[TASK REQUIREMENTS]: Copy the lines below, starting at the line containing "Objective — one dot per instance of the yellow" and ending at the line containing "[[224, 673]]", with both of those lines included and every line reproduced unchanged.

Object position labeling lines

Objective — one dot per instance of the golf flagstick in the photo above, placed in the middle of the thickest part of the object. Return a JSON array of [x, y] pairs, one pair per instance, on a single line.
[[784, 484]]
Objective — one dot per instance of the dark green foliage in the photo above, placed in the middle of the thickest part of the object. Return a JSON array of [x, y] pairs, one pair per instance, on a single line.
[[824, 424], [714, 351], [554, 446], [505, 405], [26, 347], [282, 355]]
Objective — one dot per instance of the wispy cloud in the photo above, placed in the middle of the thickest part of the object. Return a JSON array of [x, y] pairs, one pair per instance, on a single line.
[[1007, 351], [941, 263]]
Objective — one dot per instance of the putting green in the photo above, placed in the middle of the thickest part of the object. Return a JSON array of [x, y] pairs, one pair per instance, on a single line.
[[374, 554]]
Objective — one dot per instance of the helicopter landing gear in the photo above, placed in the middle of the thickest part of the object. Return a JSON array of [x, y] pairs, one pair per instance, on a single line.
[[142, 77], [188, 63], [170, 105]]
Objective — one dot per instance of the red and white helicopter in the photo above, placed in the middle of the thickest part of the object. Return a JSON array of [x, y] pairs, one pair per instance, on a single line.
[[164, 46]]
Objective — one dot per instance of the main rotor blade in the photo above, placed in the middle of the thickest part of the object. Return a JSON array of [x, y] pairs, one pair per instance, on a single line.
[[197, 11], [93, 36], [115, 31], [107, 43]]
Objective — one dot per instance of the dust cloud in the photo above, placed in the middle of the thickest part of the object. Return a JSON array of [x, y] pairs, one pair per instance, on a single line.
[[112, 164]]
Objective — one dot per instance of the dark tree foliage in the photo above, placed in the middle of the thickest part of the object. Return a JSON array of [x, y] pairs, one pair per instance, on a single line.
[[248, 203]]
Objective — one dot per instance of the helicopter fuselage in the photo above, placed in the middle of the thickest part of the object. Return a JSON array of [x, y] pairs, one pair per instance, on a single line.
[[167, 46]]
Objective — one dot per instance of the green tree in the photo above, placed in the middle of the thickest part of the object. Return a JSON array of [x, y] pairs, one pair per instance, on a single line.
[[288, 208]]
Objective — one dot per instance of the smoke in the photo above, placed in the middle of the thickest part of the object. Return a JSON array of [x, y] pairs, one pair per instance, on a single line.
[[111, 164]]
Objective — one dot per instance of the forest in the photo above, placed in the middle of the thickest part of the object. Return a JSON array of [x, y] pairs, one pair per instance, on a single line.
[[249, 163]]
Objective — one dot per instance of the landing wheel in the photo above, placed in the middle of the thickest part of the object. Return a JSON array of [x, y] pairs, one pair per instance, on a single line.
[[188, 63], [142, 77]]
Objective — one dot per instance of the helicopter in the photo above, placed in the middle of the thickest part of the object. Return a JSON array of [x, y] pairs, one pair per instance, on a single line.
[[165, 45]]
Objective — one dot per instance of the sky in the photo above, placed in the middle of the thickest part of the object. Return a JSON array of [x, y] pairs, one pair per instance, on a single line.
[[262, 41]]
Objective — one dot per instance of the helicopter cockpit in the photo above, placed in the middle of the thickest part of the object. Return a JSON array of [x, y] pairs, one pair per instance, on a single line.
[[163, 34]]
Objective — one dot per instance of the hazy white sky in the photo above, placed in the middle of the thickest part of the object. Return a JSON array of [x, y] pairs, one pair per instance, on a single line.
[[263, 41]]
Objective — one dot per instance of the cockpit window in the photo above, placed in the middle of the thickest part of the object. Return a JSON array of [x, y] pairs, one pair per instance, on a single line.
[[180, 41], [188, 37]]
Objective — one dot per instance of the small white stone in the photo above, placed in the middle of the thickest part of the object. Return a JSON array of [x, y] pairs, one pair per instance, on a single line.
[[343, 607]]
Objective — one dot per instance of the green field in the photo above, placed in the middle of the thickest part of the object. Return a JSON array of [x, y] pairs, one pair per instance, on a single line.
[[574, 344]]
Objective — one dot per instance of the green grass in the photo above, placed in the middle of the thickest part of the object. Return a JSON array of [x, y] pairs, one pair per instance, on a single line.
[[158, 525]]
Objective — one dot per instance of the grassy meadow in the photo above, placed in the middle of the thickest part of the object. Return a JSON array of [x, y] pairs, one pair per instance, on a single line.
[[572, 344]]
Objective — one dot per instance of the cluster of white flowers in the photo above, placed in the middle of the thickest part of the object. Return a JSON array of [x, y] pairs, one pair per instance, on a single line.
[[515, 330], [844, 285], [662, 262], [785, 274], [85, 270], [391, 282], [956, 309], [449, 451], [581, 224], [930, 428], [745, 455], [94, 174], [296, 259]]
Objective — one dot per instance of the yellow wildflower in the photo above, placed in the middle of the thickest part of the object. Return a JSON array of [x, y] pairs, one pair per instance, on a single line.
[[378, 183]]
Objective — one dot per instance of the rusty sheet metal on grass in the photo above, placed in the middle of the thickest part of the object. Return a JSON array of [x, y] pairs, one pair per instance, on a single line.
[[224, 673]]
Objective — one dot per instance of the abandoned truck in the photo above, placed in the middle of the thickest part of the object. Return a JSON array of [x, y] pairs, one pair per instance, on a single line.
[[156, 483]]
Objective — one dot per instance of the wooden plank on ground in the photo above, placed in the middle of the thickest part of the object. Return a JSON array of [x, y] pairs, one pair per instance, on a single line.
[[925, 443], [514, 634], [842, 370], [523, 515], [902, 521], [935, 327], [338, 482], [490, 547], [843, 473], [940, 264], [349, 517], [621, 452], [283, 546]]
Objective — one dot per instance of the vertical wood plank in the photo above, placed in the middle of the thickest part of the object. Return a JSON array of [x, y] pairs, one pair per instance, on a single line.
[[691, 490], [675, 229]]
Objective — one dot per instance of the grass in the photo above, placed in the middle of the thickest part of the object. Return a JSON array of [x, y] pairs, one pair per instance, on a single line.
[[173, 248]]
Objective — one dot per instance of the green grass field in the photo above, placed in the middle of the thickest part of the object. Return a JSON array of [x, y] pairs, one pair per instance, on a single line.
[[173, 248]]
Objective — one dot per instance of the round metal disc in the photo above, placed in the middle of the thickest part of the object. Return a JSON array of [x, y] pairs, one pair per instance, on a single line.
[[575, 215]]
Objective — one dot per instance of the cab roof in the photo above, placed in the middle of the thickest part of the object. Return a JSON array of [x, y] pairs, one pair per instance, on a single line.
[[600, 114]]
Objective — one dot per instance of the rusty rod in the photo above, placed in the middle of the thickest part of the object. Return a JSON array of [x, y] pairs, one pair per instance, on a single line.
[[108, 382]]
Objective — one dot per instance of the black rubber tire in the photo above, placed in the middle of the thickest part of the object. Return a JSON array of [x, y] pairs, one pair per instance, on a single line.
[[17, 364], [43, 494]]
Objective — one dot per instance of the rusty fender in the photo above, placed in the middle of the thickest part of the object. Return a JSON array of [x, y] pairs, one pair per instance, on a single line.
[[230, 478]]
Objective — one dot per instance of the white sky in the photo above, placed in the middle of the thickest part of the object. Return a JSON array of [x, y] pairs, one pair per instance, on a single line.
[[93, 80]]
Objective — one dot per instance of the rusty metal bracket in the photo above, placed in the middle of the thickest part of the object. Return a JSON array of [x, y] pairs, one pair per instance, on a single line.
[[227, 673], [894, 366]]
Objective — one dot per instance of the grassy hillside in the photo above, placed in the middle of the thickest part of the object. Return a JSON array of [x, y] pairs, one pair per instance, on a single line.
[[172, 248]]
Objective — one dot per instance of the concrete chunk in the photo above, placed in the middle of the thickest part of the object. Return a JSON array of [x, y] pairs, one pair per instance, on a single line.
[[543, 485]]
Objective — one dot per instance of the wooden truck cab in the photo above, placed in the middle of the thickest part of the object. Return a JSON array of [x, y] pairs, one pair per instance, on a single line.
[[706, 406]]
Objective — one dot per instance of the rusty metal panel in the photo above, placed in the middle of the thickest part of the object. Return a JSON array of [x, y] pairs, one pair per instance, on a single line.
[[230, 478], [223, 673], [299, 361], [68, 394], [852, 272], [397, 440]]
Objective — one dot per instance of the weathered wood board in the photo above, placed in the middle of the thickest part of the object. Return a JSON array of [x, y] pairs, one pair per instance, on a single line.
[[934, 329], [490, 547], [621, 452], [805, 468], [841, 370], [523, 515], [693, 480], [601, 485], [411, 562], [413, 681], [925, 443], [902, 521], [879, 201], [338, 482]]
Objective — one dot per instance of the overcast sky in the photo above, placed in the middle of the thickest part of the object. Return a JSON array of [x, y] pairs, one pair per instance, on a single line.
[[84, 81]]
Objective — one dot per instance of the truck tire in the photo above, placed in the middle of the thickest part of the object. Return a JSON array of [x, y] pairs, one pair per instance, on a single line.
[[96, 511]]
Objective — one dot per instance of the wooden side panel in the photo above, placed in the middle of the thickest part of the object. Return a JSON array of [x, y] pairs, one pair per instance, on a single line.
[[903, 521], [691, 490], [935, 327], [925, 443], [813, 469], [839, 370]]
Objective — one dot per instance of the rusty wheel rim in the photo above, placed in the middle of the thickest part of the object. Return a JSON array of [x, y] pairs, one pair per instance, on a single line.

[RESULT]:
Objective — one dot per instance of the yellow wildflower in the photo above, placed in the middle of the thickest part of the object. Return a JSON array of [x, y] pairs, one pair per instance, on a single line.
[[378, 183]]
Objective — one dot per instance of the rusty sheet metal on grass in the photo above, placed in the middle of the thickest part of the object. Return a JSON array of [x, y] pairs, one pair per instance, on a single line.
[[224, 673]]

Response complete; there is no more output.